**The exercise:**
Give back each entry unchanged, minus pictures.

**Dataset records:**
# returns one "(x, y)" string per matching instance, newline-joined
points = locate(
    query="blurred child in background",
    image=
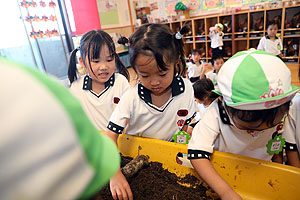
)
(216, 35)
(195, 67)
(101, 89)
(49, 148)
(211, 70)
(271, 43)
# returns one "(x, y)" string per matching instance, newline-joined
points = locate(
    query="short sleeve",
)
(206, 131)
(121, 113)
(290, 125)
(124, 83)
(281, 48)
(192, 103)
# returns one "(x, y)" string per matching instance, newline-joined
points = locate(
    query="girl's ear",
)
(81, 62)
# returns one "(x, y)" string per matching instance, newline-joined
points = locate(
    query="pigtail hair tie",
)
(124, 41)
(178, 36)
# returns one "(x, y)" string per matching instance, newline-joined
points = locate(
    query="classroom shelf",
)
(243, 30)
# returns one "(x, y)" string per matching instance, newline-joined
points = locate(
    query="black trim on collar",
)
(115, 128)
(198, 154)
(177, 85)
(268, 37)
(87, 82)
(188, 121)
(223, 114)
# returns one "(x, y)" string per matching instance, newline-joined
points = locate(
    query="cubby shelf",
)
(243, 30)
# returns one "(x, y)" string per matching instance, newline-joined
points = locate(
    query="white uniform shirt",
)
(216, 39)
(292, 125)
(211, 133)
(194, 70)
(147, 120)
(99, 107)
(271, 46)
(201, 110)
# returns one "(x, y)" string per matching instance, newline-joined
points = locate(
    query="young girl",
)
(216, 35)
(292, 132)
(249, 118)
(101, 89)
(204, 95)
(271, 43)
(163, 102)
(195, 67)
(211, 71)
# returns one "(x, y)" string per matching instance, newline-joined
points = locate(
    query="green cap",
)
(255, 80)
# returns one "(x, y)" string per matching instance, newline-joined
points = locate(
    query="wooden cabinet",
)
(243, 30)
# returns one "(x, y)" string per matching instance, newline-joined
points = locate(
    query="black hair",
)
(193, 52)
(90, 47)
(203, 88)
(216, 57)
(272, 22)
(299, 72)
(267, 115)
(123, 40)
(159, 41)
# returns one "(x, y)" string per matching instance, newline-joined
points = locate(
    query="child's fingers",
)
(113, 193)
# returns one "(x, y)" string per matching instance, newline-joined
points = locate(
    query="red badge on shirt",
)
(182, 113)
(116, 100)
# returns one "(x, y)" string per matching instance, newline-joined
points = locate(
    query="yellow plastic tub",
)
(251, 178)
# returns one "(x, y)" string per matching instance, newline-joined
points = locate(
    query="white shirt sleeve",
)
(206, 131)
(192, 103)
(124, 84)
(123, 110)
(261, 44)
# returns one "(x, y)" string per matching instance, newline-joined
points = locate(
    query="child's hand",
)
(231, 195)
(207, 67)
(120, 188)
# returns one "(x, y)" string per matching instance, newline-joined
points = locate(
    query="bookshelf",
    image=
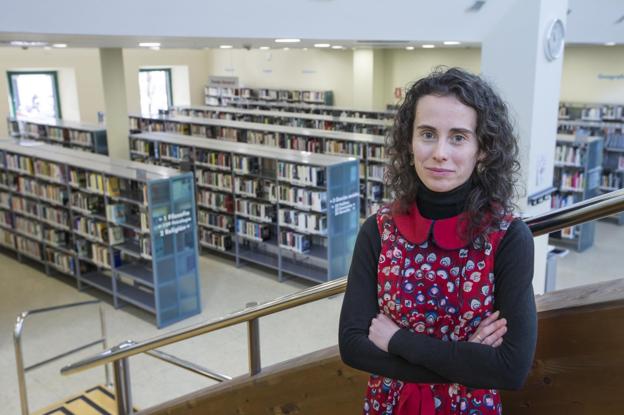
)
(292, 211)
(368, 148)
(578, 167)
(75, 135)
(603, 120)
(293, 119)
(311, 109)
(124, 228)
(215, 95)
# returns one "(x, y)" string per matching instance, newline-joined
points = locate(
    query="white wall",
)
(195, 60)
(291, 69)
(80, 79)
(406, 66)
(593, 74)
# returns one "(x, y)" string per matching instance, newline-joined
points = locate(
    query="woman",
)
(439, 306)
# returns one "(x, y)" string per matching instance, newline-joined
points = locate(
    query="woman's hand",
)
(490, 331)
(381, 331)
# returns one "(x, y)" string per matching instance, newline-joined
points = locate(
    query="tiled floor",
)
(225, 289)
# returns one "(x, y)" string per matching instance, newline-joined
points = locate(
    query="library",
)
(169, 173)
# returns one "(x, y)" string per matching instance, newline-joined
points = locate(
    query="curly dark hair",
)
(494, 177)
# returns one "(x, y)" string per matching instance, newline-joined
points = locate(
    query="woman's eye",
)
(458, 139)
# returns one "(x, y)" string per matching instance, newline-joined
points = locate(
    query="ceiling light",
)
(24, 43)
(287, 40)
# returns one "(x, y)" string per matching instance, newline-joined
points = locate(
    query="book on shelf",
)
(295, 241)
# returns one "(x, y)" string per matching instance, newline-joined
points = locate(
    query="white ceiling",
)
(254, 23)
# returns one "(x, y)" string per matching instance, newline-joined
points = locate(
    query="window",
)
(155, 88)
(34, 94)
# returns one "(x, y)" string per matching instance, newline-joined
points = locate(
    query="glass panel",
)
(154, 87)
(34, 95)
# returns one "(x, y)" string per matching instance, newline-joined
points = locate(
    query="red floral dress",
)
(433, 282)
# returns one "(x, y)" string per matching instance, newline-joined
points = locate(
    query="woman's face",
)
(444, 142)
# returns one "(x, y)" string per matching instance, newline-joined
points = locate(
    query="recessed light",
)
(25, 43)
(287, 40)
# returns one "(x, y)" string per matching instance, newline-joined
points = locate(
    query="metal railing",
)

**Written solution:**
# returns one "(x, y)" string per matching instance, newline-joined
points = locate(
    query="blurred child in background",
    image=
)
(216, 35)
(195, 67)
(101, 89)
(49, 148)
(211, 70)
(271, 43)
# returns one "(x, y)" string per matching instance, newline-joined
points = locate(
    query="short sleeve",
)
(206, 131)
(121, 113)
(290, 125)
(124, 83)
(281, 48)
(192, 103)
# returns one "(x, y)" string per matching instance, newline-joined
points = locate(
    query="girl's ear",
)
(81, 62)
# returns one "(x, y)" string per matching instance, newline-joined
points = locate(
    query="pigtail hair tie",
)
(124, 41)
(178, 36)
# returns one "(x, y)" string per matching instance, newline-joined
points = locate(
    query="classroom shelf",
)
(243, 30)
# returns one "(x, y)" string per matching instance, newline-joined
points = locate(
    query="black trim on collar",
)
(115, 128)
(198, 154)
(177, 85)
(268, 37)
(87, 82)
(188, 121)
(223, 114)
# returns one "(x, y)" string per matching instance, newline-joined
points = locate(
    query="cubby shelf",
)
(243, 30)
# returns one "(x, y)" string per matching instance, newline-joined
points = locate(
    query="white uniform shirt",
)
(216, 39)
(292, 125)
(211, 133)
(194, 70)
(147, 120)
(99, 107)
(271, 46)
(201, 110)
# returns one "(x, y)" string per matching instance, newline-joined
points = locate(
    query="young girl",
)
(216, 35)
(292, 132)
(249, 118)
(101, 89)
(204, 95)
(271, 43)
(163, 102)
(195, 67)
(211, 71)
# returns one "(x, y)" string per matching instance, newline-joined
points = locate(
    query="green cap",
)
(255, 80)
# returns one "(x, y)" string per matching instance, newline-joined
points = locate(
    query="wooden cabinet",
)
(243, 30)
# returns one "(x, y)" string per matching instance, newline-joined
points = locate(
    query="black hair",
)
(193, 52)
(90, 47)
(203, 88)
(216, 57)
(272, 22)
(299, 72)
(267, 115)
(123, 40)
(159, 41)
# returns one "(x, y)" string per matching instance, newline-joined
points = locate(
    query="child's fingers",
)
(113, 193)
# returns one "(x, y)" string per matching instance, newline-joined
points = locate(
    query="red badge on shirt",
)
(182, 113)
(116, 100)
# returns one "(x, y)" string per matching instance, newline-joined
points = locate(
    query="yellow plastic tub",
)
(251, 178)
# returns one "(x, y)" string per matching instance, newline-joined
points = locate(
    query="white shirt sleeve",
)
(206, 131)
(192, 103)
(124, 84)
(123, 110)
(261, 44)
# returns one "(x, y)" string per matching instance, newline-joined
points = locate(
    query="child's hand",
)
(231, 195)
(207, 67)
(120, 188)
# returns one "(x, y)" string per matching instance, newline-joined
points = locate(
    query="bookshelf",
    image=
)
(292, 211)
(368, 148)
(578, 167)
(75, 135)
(603, 120)
(293, 119)
(311, 109)
(124, 228)
(215, 95)
# returns one "(x, y)" string per matching instance, newline-joined
points = locate(
    query="white wall",
)
(195, 60)
(291, 69)
(80, 79)
(406, 66)
(593, 74)
# returns one "(x, y)" string per matching instance, newline-joined
points = locate(
    query="woman",
)
(439, 306)
# returns one "(x, y)" string per matching instance, newline-joined
points = locate(
    query="woman's hand",
)
(490, 331)
(381, 331)
# returns one "(x, y)" string per matching instance, newline-joined
points = locate(
    query="tiled floor",
)
(225, 289)
# returns one "(x, y)" string per matching instance, newline-joined
points = locate(
    query="library",
)
(169, 173)
# returns one "(x, y)" string per matching instance, newline-joined
points = locate(
    query="curly dark hair",
)
(494, 177)
# returns one "(x, y)" string per matching instance, newline-joined
points = locate(
    query="woman's eye",
)
(458, 139)
# returns one "(x, y)" string per matching instance, newline-joined
points = locate(
    query="ceiling light",
)
(24, 43)
(287, 40)
# returns one "(x, y)" string per matching instance, newline-joined
points = locate(
    query="book on shelf",
)
(295, 241)
# returns one "(x, y)" string per matching instance, newline-joined
points = locate(
    query="white ceiling",
)
(254, 23)
# returns one "(x, y)" string per matching instance, newline-joined
points = locate(
    query="window",
)
(155, 88)
(34, 94)
# returns one "(x, y)" string per matching instance, newline-joined
points = locate(
    query="glass panel",
)
(154, 87)
(34, 95)
# returns one "(x, y)" string per matching instance, newline-joined
points = locate(
    query="red floral dress",
)
(433, 282)
# returns one "(x, y)" string per matching instance, newline-joined
points = locate(
    query="woman's face",
)
(444, 142)
# returns one "(x, y)" string per matching instance, newline-joined
points = locate(
    query="recessed light",
)
(25, 43)
(287, 40)
# returns one "(x, y)" string per matching instance, newline-joined
points = locate(
    query="metal railing",
)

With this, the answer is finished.